_Entries shown_
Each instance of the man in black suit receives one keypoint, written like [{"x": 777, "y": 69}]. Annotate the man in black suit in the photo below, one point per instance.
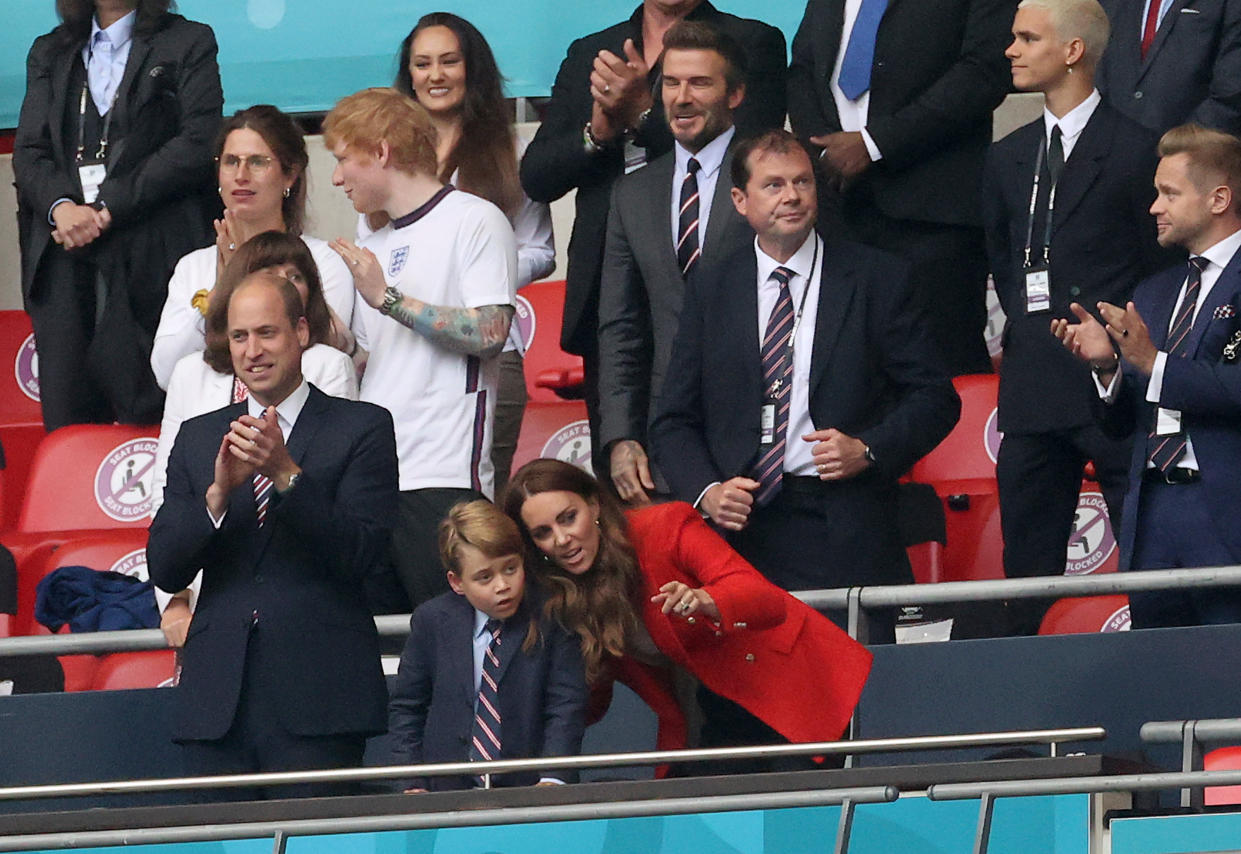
[
  {"x": 604, "y": 121},
  {"x": 899, "y": 104},
  {"x": 113, "y": 169},
  {"x": 284, "y": 499},
  {"x": 793, "y": 443},
  {"x": 662, "y": 225},
  {"x": 1091, "y": 168},
  {"x": 1174, "y": 61}
]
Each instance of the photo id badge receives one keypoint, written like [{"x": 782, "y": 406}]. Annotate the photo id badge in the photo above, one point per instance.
[
  {"x": 91, "y": 174},
  {"x": 767, "y": 423},
  {"x": 1038, "y": 289}
]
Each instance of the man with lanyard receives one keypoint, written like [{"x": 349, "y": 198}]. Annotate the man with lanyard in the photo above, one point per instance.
[
  {"x": 803, "y": 382},
  {"x": 1065, "y": 209},
  {"x": 112, "y": 161},
  {"x": 1169, "y": 366}
]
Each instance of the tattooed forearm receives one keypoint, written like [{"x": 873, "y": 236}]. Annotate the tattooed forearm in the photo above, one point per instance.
[{"x": 474, "y": 332}]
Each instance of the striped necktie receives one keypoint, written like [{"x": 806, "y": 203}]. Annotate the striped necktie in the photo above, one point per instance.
[
  {"x": 777, "y": 387},
  {"x": 484, "y": 744},
  {"x": 688, "y": 247},
  {"x": 1164, "y": 452}
]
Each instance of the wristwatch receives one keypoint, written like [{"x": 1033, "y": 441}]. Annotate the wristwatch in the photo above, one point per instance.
[{"x": 391, "y": 299}]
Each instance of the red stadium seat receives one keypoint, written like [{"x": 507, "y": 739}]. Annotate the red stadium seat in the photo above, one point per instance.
[
  {"x": 91, "y": 477},
  {"x": 1087, "y": 613},
  {"x": 554, "y": 430},
  {"x": 551, "y": 374},
  {"x": 1221, "y": 759},
  {"x": 124, "y": 670},
  {"x": 21, "y": 421},
  {"x": 962, "y": 469},
  {"x": 120, "y": 550}
]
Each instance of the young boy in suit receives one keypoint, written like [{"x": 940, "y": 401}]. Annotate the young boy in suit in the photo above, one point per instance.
[{"x": 483, "y": 674}]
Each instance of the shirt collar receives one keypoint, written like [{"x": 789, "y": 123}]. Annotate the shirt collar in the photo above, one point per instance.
[
  {"x": 1074, "y": 122},
  {"x": 120, "y": 31},
  {"x": 711, "y": 155},
  {"x": 287, "y": 410},
  {"x": 799, "y": 263},
  {"x": 1221, "y": 253}
]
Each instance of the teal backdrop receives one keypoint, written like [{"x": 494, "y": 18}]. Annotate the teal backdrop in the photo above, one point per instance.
[{"x": 303, "y": 55}]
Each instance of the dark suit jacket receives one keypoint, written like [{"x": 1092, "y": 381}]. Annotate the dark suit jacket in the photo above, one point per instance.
[
  {"x": 1102, "y": 243},
  {"x": 938, "y": 72},
  {"x": 642, "y": 288},
  {"x": 874, "y": 374},
  {"x": 160, "y": 185},
  {"x": 1191, "y": 73},
  {"x": 556, "y": 163},
  {"x": 300, "y": 572},
  {"x": 1205, "y": 386},
  {"x": 541, "y": 692}
]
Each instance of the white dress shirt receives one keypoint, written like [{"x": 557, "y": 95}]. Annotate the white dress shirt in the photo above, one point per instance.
[
  {"x": 710, "y": 160},
  {"x": 853, "y": 113},
  {"x": 807, "y": 266}
]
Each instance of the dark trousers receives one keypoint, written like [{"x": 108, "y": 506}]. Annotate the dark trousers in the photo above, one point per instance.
[
  {"x": 93, "y": 355},
  {"x": 416, "y": 540},
  {"x": 818, "y": 535},
  {"x": 1039, "y": 478},
  {"x": 258, "y": 742},
  {"x": 947, "y": 271},
  {"x": 1175, "y": 529}
]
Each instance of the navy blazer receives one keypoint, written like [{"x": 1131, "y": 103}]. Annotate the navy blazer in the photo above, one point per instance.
[
  {"x": 1205, "y": 386},
  {"x": 1102, "y": 245},
  {"x": 1190, "y": 73},
  {"x": 541, "y": 692},
  {"x": 556, "y": 160},
  {"x": 938, "y": 72},
  {"x": 298, "y": 577}
]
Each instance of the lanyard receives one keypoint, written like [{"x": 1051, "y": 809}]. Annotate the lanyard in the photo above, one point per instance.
[
  {"x": 107, "y": 124},
  {"x": 1034, "y": 201},
  {"x": 797, "y": 318}
]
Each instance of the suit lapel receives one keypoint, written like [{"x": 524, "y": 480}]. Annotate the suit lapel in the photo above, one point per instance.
[
  {"x": 1165, "y": 27},
  {"x": 1221, "y": 294},
  {"x": 837, "y": 287},
  {"x": 1084, "y": 164}
]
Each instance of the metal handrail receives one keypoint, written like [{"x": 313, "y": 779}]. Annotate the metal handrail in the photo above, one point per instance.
[
  {"x": 854, "y": 598},
  {"x": 456, "y": 818},
  {"x": 1050, "y": 736},
  {"x": 1209, "y": 729}
]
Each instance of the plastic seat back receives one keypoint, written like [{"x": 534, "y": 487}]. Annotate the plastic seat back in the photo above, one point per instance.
[
  {"x": 551, "y": 374},
  {"x": 93, "y": 477},
  {"x": 555, "y": 430}
]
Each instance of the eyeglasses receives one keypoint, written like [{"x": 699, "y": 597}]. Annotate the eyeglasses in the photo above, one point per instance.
[{"x": 255, "y": 163}]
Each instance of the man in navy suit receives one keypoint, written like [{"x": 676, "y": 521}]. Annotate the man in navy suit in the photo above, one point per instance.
[
  {"x": 284, "y": 500},
  {"x": 1177, "y": 382},
  {"x": 793, "y": 444},
  {"x": 1173, "y": 61}
]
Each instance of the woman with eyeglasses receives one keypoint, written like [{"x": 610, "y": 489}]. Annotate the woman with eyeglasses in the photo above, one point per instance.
[
  {"x": 261, "y": 166},
  {"x": 205, "y": 381}
]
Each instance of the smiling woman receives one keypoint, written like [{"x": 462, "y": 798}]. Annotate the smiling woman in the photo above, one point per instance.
[{"x": 655, "y": 595}]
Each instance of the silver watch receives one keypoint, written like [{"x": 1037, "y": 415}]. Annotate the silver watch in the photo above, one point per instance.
[{"x": 391, "y": 299}]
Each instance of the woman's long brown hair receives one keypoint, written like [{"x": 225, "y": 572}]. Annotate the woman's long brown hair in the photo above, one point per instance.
[{"x": 600, "y": 606}]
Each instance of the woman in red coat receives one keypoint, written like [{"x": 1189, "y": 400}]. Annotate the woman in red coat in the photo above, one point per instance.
[{"x": 653, "y": 590}]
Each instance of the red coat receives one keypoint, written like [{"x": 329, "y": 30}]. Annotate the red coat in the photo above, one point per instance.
[{"x": 779, "y": 659}]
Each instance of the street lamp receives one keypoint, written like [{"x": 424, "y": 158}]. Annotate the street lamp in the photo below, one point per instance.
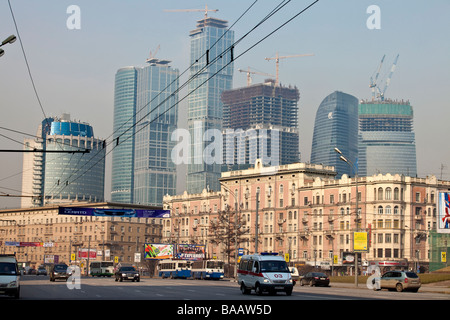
[
  {"x": 357, "y": 209},
  {"x": 10, "y": 39}
]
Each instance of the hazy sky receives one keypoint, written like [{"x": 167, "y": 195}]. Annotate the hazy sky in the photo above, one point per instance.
[{"x": 74, "y": 69}]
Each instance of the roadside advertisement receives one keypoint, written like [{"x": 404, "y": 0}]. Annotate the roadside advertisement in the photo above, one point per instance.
[
  {"x": 125, "y": 213},
  {"x": 360, "y": 241},
  {"x": 190, "y": 252},
  {"x": 443, "y": 216},
  {"x": 83, "y": 253},
  {"x": 158, "y": 251}
]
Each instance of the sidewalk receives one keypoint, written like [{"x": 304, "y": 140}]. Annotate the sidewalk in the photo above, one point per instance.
[{"x": 438, "y": 287}]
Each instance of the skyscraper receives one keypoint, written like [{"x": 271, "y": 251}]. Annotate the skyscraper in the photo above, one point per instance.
[
  {"x": 156, "y": 119},
  {"x": 122, "y": 177},
  {"x": 211, "y": 72},
  {"x": 386, "y": 138},
  {"x": 54, "y": 177},
  {"x": 257, "y": 110},
  {"x": 145, "y": 115},
  {"x": 336, "y": 126}
]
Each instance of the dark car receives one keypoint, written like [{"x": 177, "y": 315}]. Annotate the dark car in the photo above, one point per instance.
[
  {"x": 41, "y": 271},
  {"x": 315, "y": 279},
  {"x": 59, "y": 271},
  {"x": 127, "y": 273}
]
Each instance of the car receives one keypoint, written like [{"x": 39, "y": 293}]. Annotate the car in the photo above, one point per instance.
[
  {"x": 59, "y": 271},
  {"x": 399, "y": 280},
  {"x": 315, "y": 279},
  {"x": 41, "y": 271},
  {"x": 9, "y": 276},
  {"x": 127, "y": 273}
]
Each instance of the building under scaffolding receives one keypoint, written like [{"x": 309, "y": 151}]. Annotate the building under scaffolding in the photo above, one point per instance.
[{"x": 259, "y": 116}]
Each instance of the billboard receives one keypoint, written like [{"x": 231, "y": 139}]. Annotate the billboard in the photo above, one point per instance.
[
  {"x": 360, "y": 241},
  {"x": 126, "y": 213},
  {"x": 158, "y": 251},
  {"x": 443, "y": 216},
  {"x": 190, "y": 252}
]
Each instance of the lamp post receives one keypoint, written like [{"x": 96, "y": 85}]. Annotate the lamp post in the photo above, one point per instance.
[
  {"x": 341, "y": 157},
  {"x": 10, "y": 39}
]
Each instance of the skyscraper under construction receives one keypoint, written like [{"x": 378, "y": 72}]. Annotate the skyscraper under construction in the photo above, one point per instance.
[{"x": 386, "y": 138}]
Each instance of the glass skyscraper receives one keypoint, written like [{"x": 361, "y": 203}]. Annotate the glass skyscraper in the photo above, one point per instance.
[
  {"x": 336, "y": 126},
  {"x": 211, "y": 72},
  {"x": 122, "y": 178},
  {"x": 386, "y": 138},
  {"x": 62, "y": 177},
  {"x": 145, "y": 115}
]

_Written instruction_
Copy only this span: the line that contains "Each instance of the dark car", the last line, and every line between them.

_Result for this task_
Each instance of the dark car receives one keypoint, written like [{"x": 177, "y": 315}]. Annotate the dark car in the photo above, one point per instance.
[
  {"x": 41, "y": 271},
  {"x": 315, "y": 279},
  {"x": 59, "y": 271},
  {"x": 127, "y": 273}
]
Each instance of the car receives one keypoint, written like [{"x": 39, "y": 293}]. Annotate the car in the photo above, one point per instance.
[
  {"x": 59, "y": 271},
  {"x": 399, "y": 280},
  {"x": 315, "y": 279},
  {"x": 41, "y": 271},
  {"x": 9, "y": 276},
  {"x": 127, "y": 273}
]
Each instance of the building under scaffolding receives one keypoint, written like [{"x": 309, "y": 151}]. Annotate the building under scaffolding in the photo above, one point per instance.
[{"x": 259, "y": 116}]
Each instance of the billboard receives one keypoint, written like [{"x": 231, "y": 139}]. Annotate the billboard in the photo above, one point per instance.
[
  {"x": 360, "y": 241},
  {"x": 126, "y": 213},
  {"x": 158, "y": 251},
  {"x": 443, "y": 216},
  {"x": 190, "y": 252}
]
Each instance of the lamp post receives one keypoint, written like [{"x": 96, "y": 85}]. Annotate the lamp post in the photo above, one point per instance.
[
  {"x": 341, "y": 157},
  {"x": 10, "y": 39}
]
Each instance of the skyscraper under construction receives one keypoint, written like [{"x": 378, "y": 72}]. Annotate the skyscraper under construction in the photo above, one point per instance.
[{"x": 386, "y": 138}]
Each instance of the glass skyscraper receives one keypoint, written like [{"x": 361, "y": 203}]. Annotate the glass skyscraper in the photo above, one point per instance.
[
  {"x": 336, "y": 126},
  {"x": 211, "y": 72},
  {"x": 122, "y": 178},
  {"x": 386, "y": 138},
  {"x": 62, "y": 177},
  {"x": 145, "y": 115}
]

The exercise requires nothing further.